Aim of the exercise: Return the entire listing, character for character.

[Opening Data section section]

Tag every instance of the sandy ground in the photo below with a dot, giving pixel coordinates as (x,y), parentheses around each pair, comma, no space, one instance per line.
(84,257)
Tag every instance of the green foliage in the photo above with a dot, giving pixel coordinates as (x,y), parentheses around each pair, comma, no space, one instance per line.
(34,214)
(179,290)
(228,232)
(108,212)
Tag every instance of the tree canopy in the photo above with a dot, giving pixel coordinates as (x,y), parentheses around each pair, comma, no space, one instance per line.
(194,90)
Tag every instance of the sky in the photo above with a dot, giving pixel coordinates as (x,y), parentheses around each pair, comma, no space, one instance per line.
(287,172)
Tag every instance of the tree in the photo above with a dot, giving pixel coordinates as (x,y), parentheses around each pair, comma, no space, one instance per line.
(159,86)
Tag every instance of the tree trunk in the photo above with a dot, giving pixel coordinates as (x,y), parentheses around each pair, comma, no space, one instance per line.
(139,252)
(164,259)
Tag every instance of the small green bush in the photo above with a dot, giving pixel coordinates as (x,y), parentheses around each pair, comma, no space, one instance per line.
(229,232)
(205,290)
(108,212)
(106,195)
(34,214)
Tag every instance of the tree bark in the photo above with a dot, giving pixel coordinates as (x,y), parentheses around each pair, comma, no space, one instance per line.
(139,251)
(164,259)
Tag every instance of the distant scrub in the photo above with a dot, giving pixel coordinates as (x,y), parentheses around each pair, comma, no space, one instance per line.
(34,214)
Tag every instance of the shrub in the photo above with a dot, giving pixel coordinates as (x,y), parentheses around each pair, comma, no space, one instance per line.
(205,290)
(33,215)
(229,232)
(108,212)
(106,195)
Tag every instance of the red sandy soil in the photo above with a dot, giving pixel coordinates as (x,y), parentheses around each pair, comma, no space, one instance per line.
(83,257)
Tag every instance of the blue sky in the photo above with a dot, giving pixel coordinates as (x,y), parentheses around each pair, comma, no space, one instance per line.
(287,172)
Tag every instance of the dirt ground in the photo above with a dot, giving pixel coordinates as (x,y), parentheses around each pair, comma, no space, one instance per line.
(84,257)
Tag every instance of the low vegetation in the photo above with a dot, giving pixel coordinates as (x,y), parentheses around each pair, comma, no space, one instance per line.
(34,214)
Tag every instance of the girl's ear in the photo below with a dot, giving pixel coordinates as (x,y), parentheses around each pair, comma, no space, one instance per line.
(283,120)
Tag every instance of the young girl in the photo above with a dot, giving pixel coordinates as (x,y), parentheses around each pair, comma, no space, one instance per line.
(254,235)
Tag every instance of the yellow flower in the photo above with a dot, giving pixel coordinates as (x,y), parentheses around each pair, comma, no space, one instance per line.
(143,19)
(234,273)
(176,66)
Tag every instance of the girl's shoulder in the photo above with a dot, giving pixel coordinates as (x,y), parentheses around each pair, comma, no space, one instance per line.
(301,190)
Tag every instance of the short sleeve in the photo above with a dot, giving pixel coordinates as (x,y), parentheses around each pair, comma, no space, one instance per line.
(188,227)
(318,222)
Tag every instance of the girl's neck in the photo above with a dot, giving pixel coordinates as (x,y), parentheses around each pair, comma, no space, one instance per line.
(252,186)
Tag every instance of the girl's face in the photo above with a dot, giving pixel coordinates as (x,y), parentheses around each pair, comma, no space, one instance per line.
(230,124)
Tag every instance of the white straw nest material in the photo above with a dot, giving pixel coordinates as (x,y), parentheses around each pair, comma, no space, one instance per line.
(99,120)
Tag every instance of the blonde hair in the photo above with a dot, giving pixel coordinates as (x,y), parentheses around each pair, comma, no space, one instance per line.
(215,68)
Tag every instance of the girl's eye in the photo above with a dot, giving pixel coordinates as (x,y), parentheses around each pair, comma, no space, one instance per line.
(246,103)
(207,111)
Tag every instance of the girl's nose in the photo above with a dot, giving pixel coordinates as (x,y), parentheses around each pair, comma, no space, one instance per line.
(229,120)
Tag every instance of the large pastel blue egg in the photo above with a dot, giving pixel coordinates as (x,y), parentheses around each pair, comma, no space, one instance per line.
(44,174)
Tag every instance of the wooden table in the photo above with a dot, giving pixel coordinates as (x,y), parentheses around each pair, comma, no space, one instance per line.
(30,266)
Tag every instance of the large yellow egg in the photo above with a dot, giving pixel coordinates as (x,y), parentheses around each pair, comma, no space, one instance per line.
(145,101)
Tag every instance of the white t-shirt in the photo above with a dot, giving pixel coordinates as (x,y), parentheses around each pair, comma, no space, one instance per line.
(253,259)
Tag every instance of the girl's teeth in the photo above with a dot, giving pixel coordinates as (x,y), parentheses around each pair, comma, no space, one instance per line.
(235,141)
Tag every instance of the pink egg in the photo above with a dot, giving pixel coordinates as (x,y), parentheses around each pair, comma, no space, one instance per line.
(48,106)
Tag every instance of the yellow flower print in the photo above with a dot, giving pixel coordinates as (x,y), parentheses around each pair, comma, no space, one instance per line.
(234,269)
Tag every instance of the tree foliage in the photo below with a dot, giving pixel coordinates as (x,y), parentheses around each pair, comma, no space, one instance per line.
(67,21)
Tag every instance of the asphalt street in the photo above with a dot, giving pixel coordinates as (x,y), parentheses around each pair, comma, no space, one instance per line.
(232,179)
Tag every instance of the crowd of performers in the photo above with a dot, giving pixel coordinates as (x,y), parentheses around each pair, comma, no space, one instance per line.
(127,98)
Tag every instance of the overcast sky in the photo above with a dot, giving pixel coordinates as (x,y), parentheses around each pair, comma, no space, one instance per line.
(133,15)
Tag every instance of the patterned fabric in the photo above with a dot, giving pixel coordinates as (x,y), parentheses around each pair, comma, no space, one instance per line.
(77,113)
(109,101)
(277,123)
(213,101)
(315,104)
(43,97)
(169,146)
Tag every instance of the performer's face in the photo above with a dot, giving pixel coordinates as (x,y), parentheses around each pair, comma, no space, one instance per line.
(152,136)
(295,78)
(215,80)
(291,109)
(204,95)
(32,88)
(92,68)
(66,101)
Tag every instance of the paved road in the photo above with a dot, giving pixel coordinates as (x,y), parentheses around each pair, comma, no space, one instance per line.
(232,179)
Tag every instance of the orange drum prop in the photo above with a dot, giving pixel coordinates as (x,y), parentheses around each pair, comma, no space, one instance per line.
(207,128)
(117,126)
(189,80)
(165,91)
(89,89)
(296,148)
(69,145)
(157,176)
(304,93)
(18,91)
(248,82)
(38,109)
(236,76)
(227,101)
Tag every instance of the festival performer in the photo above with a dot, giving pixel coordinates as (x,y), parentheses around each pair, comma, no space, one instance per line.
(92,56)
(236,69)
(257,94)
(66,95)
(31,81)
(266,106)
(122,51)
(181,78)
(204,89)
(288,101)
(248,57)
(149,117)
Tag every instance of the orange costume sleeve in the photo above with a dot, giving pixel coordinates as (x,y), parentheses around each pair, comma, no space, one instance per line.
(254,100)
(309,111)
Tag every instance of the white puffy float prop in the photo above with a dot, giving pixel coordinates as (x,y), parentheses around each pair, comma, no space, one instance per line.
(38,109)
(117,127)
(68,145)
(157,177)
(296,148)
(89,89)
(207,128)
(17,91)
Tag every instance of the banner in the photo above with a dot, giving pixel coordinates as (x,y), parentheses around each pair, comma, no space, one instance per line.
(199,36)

[Closing Data section section]

Reply to the exercise:
Tag every instance of the sandy ground in the photo below with a dot, giving pixel coordinates as (x,y), parentheses around each pair, comma, no space, one instance per line.
(84,257)
Tag every instance of the green foliage in the photo above with a dot, giving pixel coordinates as (x,y), parentheses around each pair, comma, no space, one instance per line.
(34,214)
(179,290)
(228,232)
(108,212)
Tag every instance of the tree canopy in the photo above with a dot, giving pixel coordinates as (x,y), parentheses around each pair, comma, no space, one instance per line.
(194,90)
Tag every instance of the sky in the photo above with a dot, giving pixel coordinates as (x,y), parentheses around each pair, comma, no space, one instance per line.
(287,172)
Tag every instance of the tree in the photo above with a dot, giving pixel coordinates as (x,y), parentheses around each pair, comma, no space, one instance per line.
(159,86)
Tag every instance of the tree trunk in the photo above with a dot, giving pixel coordinates as (x,y), parentheses around each pair, comma, no space, one instance per line.
(139,252)
(164,259)
Tag every instance of the small green bush in the photo above with a dot, giving pixel coordinates as (x,y), parentheses around each pair, comma, no space, one instance per line.
(229,232)
(205,290)
(108,212)
(106,195)
(34,214)
Tag every instance of the tree bark in the photo above with a dot, giving pixel coordinates as (x,y), parentheses around each pair, comma, no space, one instance per line.
(139,251)
(164,259)
Tag every instance of the distant scrub in the photo above with a dot, giving pixel coordinates as (x,y), parentheses around each pair, comma, no space, one instance per line.
(34,214)
Tag every instance of the shrub in the photo above with a dot, giving pixel coordinates as (x,y), parentheses around each pair, comma, no space, one instance per line.
(205,290)
(33,215)
(229,232)
(108,212)
(106,195)
Tag every instance of the red sandy soil in the photo above with a dot, giving pixel coordinates as (x,y), parentheses around each pair, comma, no space, one instance per line.
(83,257)
Tag every instance of the blue sky in the photo above with a dot, giving pixel coordinates as (x,y), parentheses around each pair, comma, no space, one instance per line.
(287,172)
Tag every instance of the dirt ground in the photo above with a dot, giving pixel coordinates as (x,y), parentheses around each pair, comma, no space, one instance per line.
(84,257)
Tag every instance of the low vegetation in the photo above with a dot, giving pixel coordinates as (x,y), parentheses around each pair, comma, no space, one instance per line.
(34,214)
Tag every instance of the girl's ear in the photo below with a dot, giving pixel coordinates as (x,y), parentheses around each pair, comma, no space, one instance per line.
(283,120)
Tag every instance of the young girl in the photo above with a dot, giving pixel coordinates as (x,y), parentheses around each pair, comma, no space, one instance per line.
(254,235)
Tag every instance of the yellow flower in the photo above with a dot, giving pixel coordinates as (x,y), parentheses around each pair, comma, no space, one instance per line.
(143,19)
(234,273)
(176,66)
Tag every instance of the girl's shoulder in the photo above with a dot, giving pixel coordinates as (x,y), parentheses around each pair, comma, no space, one instance per line.
(301,190)
Tag every instance of the short sleeve in the photo above with a dot, giving pixel coordinates as (x,y), parentheses around each pair, comma, no space, one instance per line.
(188,227)
(318,222)
Tag every instance of the girl's neck in the photo above with a dot, giving pixel coordinates as (x,y), parentheses around each pair, comma, no space, one instance per line.
(252,186)
Tag every instance of the girl's face in the photo above with a dot, giving pixel coordinates as (x,y), parentheses around each pair, comma, no space, one instance per line.
(230,124)
Tag every instance of the white straw nest material in the photo above with a dot, giving pixel coordinates as (x,y), parentheses around each pair, comma, no space, one instance per line.
(99,120)
Tag every instance of the blonde hair in the photo above with a dot, giving pixel coordinates as (x,y), parentheses around each pair, comma, no space, one instance per line.
(215,68)
Tag every instance of the girl's eye in the photo above with a dot, giving pixel coordinates as (x,y), parentheses around each pair, comma, no space, one instance per line.
(246,103)
(207,111)
Tag every instance of the girl's nose in the photo above with a dot, giving pixel coordinates as (x,y), parentheses around each pair, comma, no space, one instance per line.
(229,120)
Tag every instance of the large pastel blue egg in the photo above with a dot, giving pixel coordinates as (x,y), parentheses around each pair, comma, no space, one instance per line.
(44,174)
Tag every instance of the wooden table in the photo above with a dot, giving pixel coordinates as (x,y), parentheses around each pair, comma, no space, one instance per line.
(30,266)
Tag every instance of the large yellow egg in the photo above with a dot, giving pixel coordinates as (x,y), parentheses around each pair, comma, no space, one instance per line.
(145,101)
Tag every instance of the white t-shirt in the photo above with a dot, giving pixel coordinates as (x,y), parentheses around each pair, comma, no space, one instance per line.
(253,259)
Tag every instance of the girl's teeth in the photo above with a dot, giving pixel coordinates as (x,y), parentheses around each pair, comma, no space, one instance per line.
(235,141)
Tag every instance of the pink egg in the photo above with a dot, giving pixel coordinates as (x,y), parentheses around each pair, comma, no space, one instance per line.
(48,106)
Tag every instance of the yellow flower print in the photo above with a dot, giving pixel coordinates as (x,y), parentheses around each pair, comma, no space, one instance per line.
(234,269)
Tag every instance of the tree foliage in the photo below with a dot, giving pixel coordinates as (x,y), parentheses around each pair, comma, no space, one instance per line.
(67,21)
Tag every instance of the asphalt street in the photo above with a dot, giving pixel coordinates as (x,y), parentheses around each pair, comma, no space, one instance per line.
(232,179)
Tag every instance of the crowd of performers in the photo above with a dot, giving pixel coordinates as (x,y), parentheses around each pair, comma, no space, one instance per line.
(127,98)
Tag every instance of the overcast sky in the photo above with a dot, giving pixel coordinates as (x,y), parentheses around each pair, comma, no space, one instance per line.
(133,15)
Tag every instance of the patterned fabric in the photo above with a dot, giving pixel coordinates as (x,y), parentheses around each pair, comma, no space, one instance per line.
(77,113)
(109,101)
(277,123)
(213,101)
(315,104)
(43,97)
(169,146)
Tag every instance of the performer's face in the photo above with a dot, giving pixel coordinates as (x,y), parentheses around each pair, comma, no space, one instance per line.
(152,136)
(295,78)
(215,80)
(291,109)
(204,95)
(32,88)
(92,68)
(66,101)
Tag every instance of the paved road in the photo above with a dot, giving pixel coordinates as (x,y), parentheses around each pair, comma, no space, one instance per line.
(232,179)
Tag every instance of the orange drum prop in the photo above with a dot, giving pixel coordinates as (x,y), parentheses around each pair, comma, no space, one instance per line.
(207,128)
(117,126)
(189,80)
(165,91)
(89,89)
(296,148)
(69,145)
(157,176)
(304,93)
(18,91)
(248,82)
(38,109)
(236,76)
(227,101)
Tag every instance of the festival performer in the photo above with a dot, giving pixel coordinates as (x,y), parentheses around each pair, comma, no space, one instance per line.
(92,56)
(236,69)
(257,94)
(66,95)
(31,81)
(266,106)
(122,51)
(181,78)
(204,89)
(288,101)
(248,57)
(149,117)
Tag every instance of the orange costume sleeve in the photo above with a dot, giving pixel coordinates as (x,y), parentheses around each pair, comma, no space, one instance per line.
(254,100)
(309,111)
Tag every instance of the white puffy float prop in the photo above with a dot, giving pixel coordinates as (x,y), parentheses around each pair, comma, no space, one instance per line.
(38,109)
(117,127)
(68,145)
(157,177)
(296,148)
(89,89)
(207,128)
(17,91)
Tag every instance of the banner in the photo above with a dot, giving pixel coordinates as (x,y), parentheses around each pair, comma, no space, one instance per line.
(199,36)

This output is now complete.